-------- GIVEN DATA --------

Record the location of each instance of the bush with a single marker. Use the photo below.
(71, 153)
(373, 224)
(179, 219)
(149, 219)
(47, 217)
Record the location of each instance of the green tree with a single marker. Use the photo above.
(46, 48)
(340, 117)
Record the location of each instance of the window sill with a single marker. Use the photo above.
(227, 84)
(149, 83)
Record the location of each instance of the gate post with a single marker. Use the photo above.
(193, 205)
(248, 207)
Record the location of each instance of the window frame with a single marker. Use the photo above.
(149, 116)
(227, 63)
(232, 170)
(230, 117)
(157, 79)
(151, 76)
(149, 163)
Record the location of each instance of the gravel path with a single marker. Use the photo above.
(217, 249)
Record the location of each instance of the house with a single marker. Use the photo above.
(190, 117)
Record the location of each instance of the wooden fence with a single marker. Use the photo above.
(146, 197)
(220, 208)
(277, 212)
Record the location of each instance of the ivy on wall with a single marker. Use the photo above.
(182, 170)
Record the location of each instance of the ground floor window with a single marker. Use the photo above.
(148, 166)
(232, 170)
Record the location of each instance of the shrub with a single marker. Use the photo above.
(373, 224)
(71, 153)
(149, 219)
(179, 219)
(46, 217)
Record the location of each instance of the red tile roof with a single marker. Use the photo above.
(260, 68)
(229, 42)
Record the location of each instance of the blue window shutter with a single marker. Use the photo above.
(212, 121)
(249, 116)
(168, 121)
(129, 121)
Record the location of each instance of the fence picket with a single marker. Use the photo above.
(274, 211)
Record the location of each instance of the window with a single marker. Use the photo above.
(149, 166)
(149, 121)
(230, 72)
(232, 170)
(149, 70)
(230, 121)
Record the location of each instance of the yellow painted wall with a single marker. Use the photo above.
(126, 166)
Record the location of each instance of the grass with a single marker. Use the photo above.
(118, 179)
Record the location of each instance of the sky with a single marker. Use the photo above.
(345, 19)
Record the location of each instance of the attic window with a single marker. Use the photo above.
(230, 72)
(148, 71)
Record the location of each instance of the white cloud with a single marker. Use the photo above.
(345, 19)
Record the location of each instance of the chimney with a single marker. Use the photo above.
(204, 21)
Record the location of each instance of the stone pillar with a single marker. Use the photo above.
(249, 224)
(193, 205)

--------

Output an exact copy of each record.

Record the location of each instance of the bush with a single marker. Use the photo below.
(71, 153)
(373, 224)
(179, 219)
(149, 219)
(47, 217)
Record the location of each instance of the green tree with a single marker. Use the photo above.
(46, 48)
(340, 117)
Record the location of each instance of the window sill with a single marker. Use the photo above.
(227, 84)
(149, 83)
Record the location of each instance of the gate post with a single marker. Use the photo above.
(193, 205)
(248, 207)
Record the location of each instance of the window frame with a single marker. Use the photo above.
(149, 116)
(227, 63)
(232, 170)
(230, 117)
(157, 79)
(151, 76)
(149, 163)
Record the location of each instance of the gravel path with a single marker. Use the photo above.
(217, 249)
Record the location of each instance of the house with a single marker. Use the photo above.
(190, 117)
Record the location of each instance of the wooden fence with a single marker. Use the photo above.
(146, 197)
(220, 208)
(277, 212)
Record the location of each instance of the ivy on wall with a single marker. Use the photo above.
(182, 170)
Record the location of each instance of the ground floor window with a single marker. Use the photo above.
(148, 166)
(232, 170)
Record the location of each instance of the shrub with a single marker. Use the photo above.
(373, 224)
(71, 153)
(149, 219)
(179, 219)
(46, 217)
Record the location of each instance of the red tile roof with a single marker. Use the photo above.
(260, 68)
(229, 42)
Record the location of each instance of the blue window shutter with a single marker. Use the photo above.
(212, 121)
(249, 116)
(168, 121)
(129, 121)
Record the location of each instance of the fence picket with a single marker. Use the photo above.
(274, 211)
Record the location of each instance of the window with a single marker. Use the photo above.
(149, 166)
(149, 121)
(230, 72)
(232, 170)
(149, 70)
(230, 121)
Record the location of each instance of the yellow painted wall with a single marker. Use the photo above.
(126, 166)
Record the location of each instance of the grass with a single marker. Use the photo above.
(118, 179)
Record the location of each instance of the sky with a single marker. Use the photo above.
(345, 19)
Record the location of each instance of the attic window with a single marker. Use the photo above.
(230, 72)
(148, 71)
Record the location of each instance of the white cloud with a single marker. Use the photo above.
(345, 19)
Record the location of each instance of the chimney with a single marker. Use the photo above.
(204, 21)
Record the location of each instance of the stone pillar with a single marker. Use the photo above.
(249, 224)
(193, 205)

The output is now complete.